-- WRITTEN EXERCISE --
Rewrite the lines below, changing each "flagpole" to "flag" and keeping everything else the same. Omit the pictures.

(Excerpts from point annotation data)
————

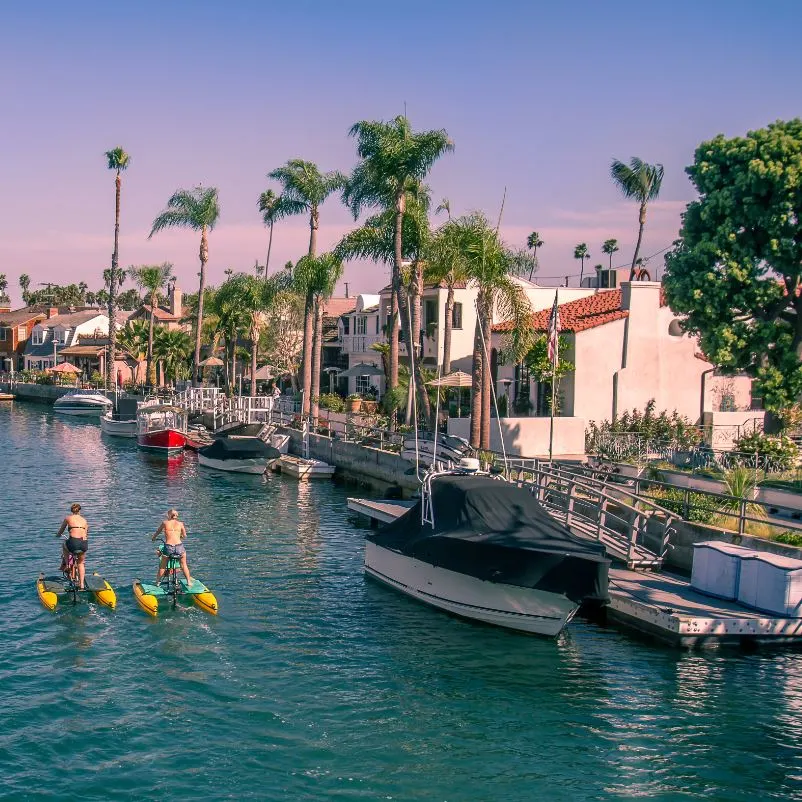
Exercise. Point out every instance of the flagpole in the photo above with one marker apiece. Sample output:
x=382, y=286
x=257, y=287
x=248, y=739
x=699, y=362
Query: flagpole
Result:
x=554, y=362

————

-- TASK ANSWER --
Exercise. Point out every instance of the flag in the photo above with one marker apiece. Sample output:
x=382, y=286
x=257, y=287
x=248, y=739
x=699, y=362
Query: flag
Result:
x=554, y=362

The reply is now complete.